The Fables for Our Time contained in Thurber's The Thurber Carnival are, in my opinion, particularly good examples of a writer successfully 'breaking frames' in order to create humor and satire. In this essay I am going to explore the main methods Thurber uses to create humor and satire in the fables "The Shrike and the Chipmunks" and "The Unicorn in the Garden"2.
Firstly though, what do I mean by the 'broken frame'? This is a reference to the idea that the violation of our 'frames of reference', and the recognition of the incongruity caused by it, is the basic element of humour. If the incongruity needs to be explained, the humour will be lost. Kant expresses this idea when he says "Laughter is an affection arising from a strained expectation being suddenly reduced to nothing"3.
Thurber violates several different types of expectation in his attempts to create humour and satire. These range from expectation of the rules of fable and other literature, to expectation of characterisation, and expectation of the familiar saying.

● **Short problem**
In the essay above on Thurber's fables, what is the passage starting at "Thurber violates several" and ending at "the familiar saying."? Reproduce it word for word.

● **Dataset extract**
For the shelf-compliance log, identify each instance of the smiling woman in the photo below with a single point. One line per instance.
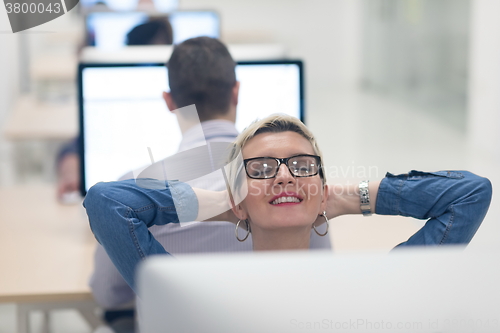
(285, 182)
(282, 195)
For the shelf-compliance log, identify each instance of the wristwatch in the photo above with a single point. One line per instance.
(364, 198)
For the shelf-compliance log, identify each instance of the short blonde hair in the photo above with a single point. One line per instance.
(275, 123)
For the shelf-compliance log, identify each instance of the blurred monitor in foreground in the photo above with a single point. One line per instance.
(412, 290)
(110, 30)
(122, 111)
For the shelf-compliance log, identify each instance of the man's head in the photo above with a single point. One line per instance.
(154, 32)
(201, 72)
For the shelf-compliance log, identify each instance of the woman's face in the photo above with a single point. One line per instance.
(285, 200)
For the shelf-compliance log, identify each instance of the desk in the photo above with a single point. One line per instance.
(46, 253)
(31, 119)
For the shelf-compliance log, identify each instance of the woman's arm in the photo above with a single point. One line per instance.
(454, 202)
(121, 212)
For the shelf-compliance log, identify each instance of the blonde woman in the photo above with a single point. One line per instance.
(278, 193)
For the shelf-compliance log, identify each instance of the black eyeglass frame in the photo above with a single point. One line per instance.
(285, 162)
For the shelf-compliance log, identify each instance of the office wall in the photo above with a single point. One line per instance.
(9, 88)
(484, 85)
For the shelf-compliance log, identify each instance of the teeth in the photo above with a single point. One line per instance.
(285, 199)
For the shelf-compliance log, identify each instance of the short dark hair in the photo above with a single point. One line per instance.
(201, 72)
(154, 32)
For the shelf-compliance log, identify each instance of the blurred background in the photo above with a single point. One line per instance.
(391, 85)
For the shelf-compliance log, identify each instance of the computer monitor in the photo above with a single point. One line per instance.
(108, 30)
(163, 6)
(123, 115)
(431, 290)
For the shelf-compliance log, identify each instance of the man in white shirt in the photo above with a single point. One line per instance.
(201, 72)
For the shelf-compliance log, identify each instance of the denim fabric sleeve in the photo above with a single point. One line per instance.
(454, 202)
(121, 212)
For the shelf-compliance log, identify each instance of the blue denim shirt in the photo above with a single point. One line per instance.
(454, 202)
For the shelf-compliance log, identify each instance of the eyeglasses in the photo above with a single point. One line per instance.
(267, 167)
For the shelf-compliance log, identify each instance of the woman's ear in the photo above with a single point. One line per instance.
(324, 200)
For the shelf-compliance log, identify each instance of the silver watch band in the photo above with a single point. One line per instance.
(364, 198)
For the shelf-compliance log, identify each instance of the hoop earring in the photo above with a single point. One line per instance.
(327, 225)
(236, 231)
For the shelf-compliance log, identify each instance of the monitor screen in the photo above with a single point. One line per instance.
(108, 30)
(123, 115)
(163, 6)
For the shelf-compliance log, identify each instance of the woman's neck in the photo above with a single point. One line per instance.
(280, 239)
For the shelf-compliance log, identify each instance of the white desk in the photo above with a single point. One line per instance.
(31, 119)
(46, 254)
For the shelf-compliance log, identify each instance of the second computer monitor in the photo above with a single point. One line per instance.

● **Answer in full**
Thurber violates several different types of expectation in his attempts to create humour and satire. These range from expectation of the rules of fable and other literature, to expectation of characterisation, and expectation of the familiar saying.